Given task. Scale every bounding-box coordinate in the answers by 1.05, rounding to whole numbers with halves going up. Reproduce everything from the start of the items down to the line containing "left=0, top=204, right=785, bottom=491", keeping all other text, including the sample coordinate lines, unchanged, and leave the pictures out.
══════════════════════════════
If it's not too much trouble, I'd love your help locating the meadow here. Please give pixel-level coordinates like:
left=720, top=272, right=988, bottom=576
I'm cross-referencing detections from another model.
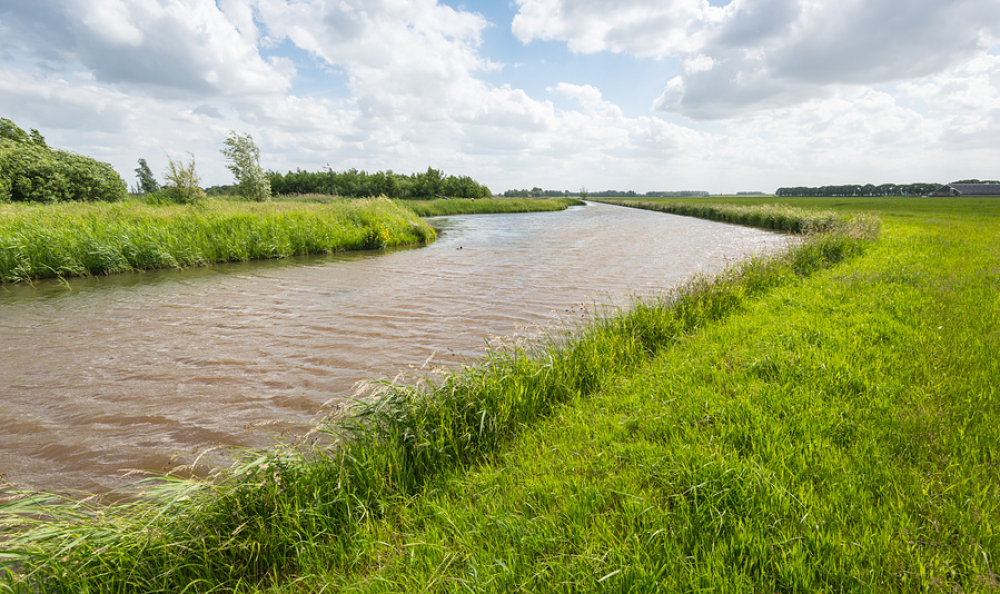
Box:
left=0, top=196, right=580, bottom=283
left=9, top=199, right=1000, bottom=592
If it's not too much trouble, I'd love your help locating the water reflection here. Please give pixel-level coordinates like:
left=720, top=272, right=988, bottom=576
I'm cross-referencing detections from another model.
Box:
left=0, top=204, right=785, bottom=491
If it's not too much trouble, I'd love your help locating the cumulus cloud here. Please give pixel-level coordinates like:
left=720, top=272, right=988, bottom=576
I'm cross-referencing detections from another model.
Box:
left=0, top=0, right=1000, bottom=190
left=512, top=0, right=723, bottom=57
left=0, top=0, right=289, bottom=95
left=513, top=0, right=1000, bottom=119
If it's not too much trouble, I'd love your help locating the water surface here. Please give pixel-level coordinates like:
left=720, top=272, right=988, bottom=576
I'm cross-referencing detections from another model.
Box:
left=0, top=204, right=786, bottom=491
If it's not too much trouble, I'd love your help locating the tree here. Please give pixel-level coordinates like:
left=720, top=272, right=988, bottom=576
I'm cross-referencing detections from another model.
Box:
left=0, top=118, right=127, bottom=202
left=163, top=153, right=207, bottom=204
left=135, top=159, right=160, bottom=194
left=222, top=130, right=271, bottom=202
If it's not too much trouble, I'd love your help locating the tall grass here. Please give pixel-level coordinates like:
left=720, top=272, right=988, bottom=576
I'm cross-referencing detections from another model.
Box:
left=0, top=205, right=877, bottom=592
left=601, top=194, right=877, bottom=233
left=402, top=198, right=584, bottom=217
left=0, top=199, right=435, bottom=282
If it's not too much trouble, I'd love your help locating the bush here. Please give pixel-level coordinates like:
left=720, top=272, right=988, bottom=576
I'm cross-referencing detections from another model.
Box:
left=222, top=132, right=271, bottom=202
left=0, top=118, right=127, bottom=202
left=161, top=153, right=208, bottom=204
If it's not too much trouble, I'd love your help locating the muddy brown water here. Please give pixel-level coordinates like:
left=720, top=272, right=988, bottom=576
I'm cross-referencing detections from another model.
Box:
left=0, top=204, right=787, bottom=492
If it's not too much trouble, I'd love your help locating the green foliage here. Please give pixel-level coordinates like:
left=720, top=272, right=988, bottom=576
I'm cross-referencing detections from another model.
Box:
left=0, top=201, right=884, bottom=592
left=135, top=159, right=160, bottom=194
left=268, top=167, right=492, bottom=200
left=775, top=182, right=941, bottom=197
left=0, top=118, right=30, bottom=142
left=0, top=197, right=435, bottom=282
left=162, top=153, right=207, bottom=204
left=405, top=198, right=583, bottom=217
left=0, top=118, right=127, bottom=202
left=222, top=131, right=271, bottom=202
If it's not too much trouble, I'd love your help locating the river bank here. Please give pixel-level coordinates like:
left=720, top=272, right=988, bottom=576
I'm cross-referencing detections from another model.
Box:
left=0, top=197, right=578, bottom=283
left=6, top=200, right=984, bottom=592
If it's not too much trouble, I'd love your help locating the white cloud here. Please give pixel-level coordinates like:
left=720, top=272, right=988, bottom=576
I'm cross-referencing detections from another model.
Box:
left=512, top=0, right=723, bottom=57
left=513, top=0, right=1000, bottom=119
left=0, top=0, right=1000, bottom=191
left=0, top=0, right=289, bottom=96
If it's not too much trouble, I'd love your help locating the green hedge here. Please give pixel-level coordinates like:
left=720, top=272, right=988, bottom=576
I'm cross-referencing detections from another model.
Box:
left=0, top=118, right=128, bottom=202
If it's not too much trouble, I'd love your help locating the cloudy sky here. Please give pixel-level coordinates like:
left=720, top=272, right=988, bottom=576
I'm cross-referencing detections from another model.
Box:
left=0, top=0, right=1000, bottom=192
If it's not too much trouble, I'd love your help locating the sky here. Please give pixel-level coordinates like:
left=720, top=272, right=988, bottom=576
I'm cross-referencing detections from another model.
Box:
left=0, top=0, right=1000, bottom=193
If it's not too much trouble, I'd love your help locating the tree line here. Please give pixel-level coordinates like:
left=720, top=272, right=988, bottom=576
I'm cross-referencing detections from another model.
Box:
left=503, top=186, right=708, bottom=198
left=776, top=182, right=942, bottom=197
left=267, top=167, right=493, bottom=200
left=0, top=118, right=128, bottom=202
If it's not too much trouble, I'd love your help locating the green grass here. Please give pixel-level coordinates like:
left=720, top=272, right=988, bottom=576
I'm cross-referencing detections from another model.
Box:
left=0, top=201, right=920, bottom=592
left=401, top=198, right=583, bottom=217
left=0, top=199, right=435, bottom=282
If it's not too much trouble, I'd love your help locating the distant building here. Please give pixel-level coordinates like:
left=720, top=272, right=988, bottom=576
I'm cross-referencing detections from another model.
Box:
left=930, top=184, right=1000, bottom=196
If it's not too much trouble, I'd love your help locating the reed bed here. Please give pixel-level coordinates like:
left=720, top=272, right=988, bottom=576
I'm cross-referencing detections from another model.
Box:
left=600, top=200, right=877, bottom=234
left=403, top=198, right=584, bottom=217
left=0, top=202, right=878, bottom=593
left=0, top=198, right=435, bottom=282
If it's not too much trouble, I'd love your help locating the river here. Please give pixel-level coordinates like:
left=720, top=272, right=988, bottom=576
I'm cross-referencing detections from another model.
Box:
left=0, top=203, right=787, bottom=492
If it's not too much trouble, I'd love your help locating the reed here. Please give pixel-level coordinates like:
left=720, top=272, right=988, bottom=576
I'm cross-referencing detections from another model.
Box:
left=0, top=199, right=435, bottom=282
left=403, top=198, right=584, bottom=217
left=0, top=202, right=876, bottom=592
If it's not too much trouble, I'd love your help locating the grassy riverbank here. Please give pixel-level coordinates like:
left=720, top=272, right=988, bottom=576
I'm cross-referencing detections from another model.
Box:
══════════════════════════════
Expected answer.
If it's not too much trouble, I'd love your help locating the meadow here. Please give pixel-level coordinates like:
left=720, top=272, right=988, bottom=576
I'm cross-referencing detections from another model.
Box:
left=0, top=206, right=609, bottom=297
left=9, top=209, right=1050, bottom=622
If it's not too much trouble, I'd love your help locating the water reflection here. Please give pixel-level coordinates like:
left=720, top=272, right=988, bottom=576
I'm cross-referencing detections from another model.
Box:
left=0, top=214, right=824, bottom=516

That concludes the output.